However, many observers are not convinced that the call was a mere formality, believing instead that it may serve as a signal for future diplomatic relations with China under the Trump administration. According to the Washington Post, the call was planned long in advance by Trump’s East Asia advisers, who have been pushing for a stronger Taiwan.
Meanwhile, Beijing has primarily blamed the call on Taiwanese “shenanigans” preying on Trump’s absence of foreign policy experience. Still, the foreign ministry also lodged a stern solemn representation with the United States on Saturday, stating that the “one China” policy is the “the political bedrock of China-US relations.”
On Saturday, the Associated Press reported that Mitt Romney and Rudy Giuliani were no longer top candidates for the position of Secretary of State, instead naming Huntsman has one of the new contenders. If Huntsman does end up with the job, his comments on the Taiwan call may just come back to haunt him, along with time as ambassador in Beijing.

- _EXERCISE DESCRIPTION_:
In the passage about the Taiwan call, who does the Washington Post say planned the call long in advance?

- _DATA SECTION_:
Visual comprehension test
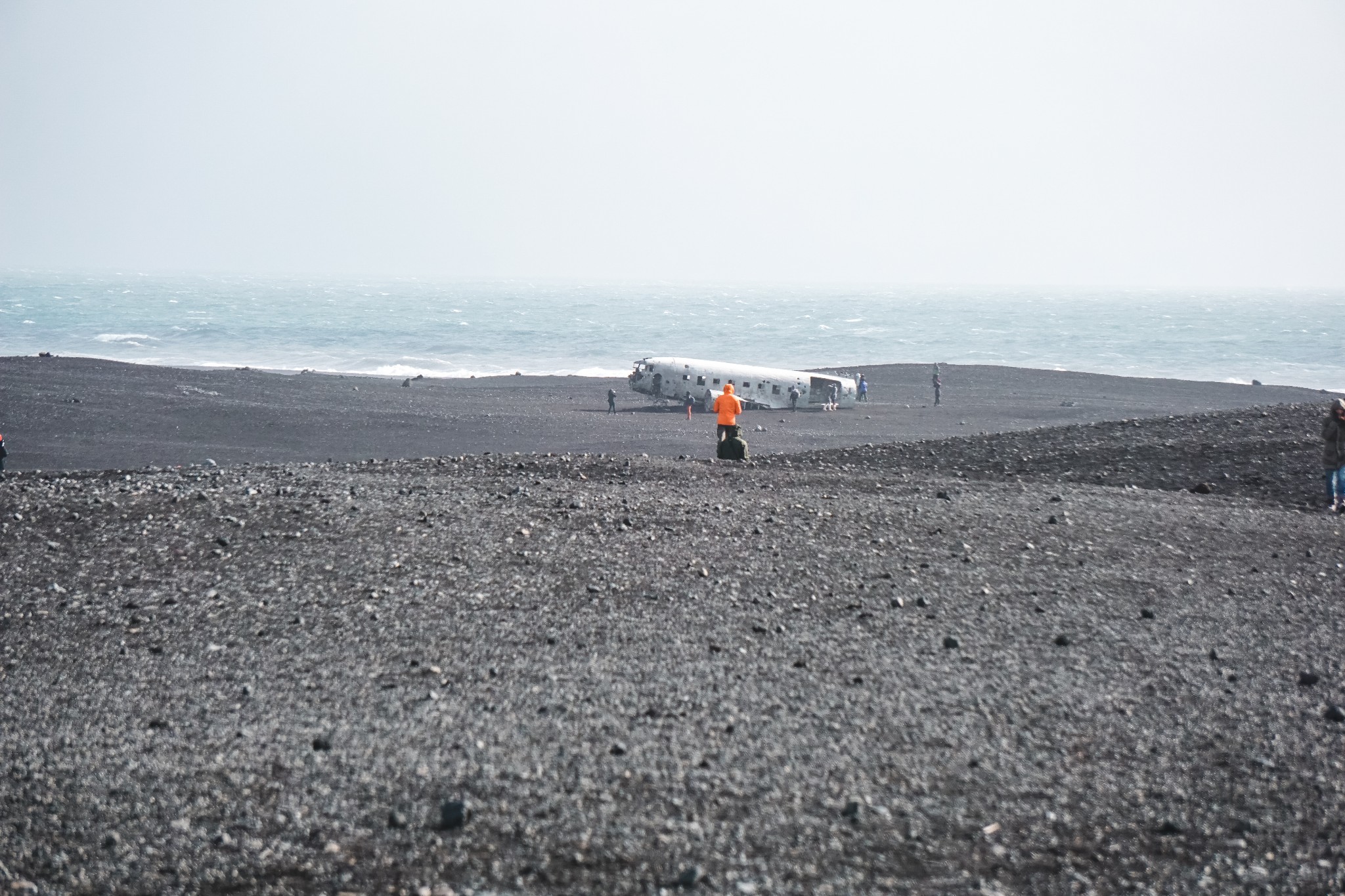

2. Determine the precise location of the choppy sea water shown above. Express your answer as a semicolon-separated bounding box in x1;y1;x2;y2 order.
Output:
0;271;1345;391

- _TASK ANSWER_:
Trump's East Asia advisers, who have been pushing for a stronger Taiwan.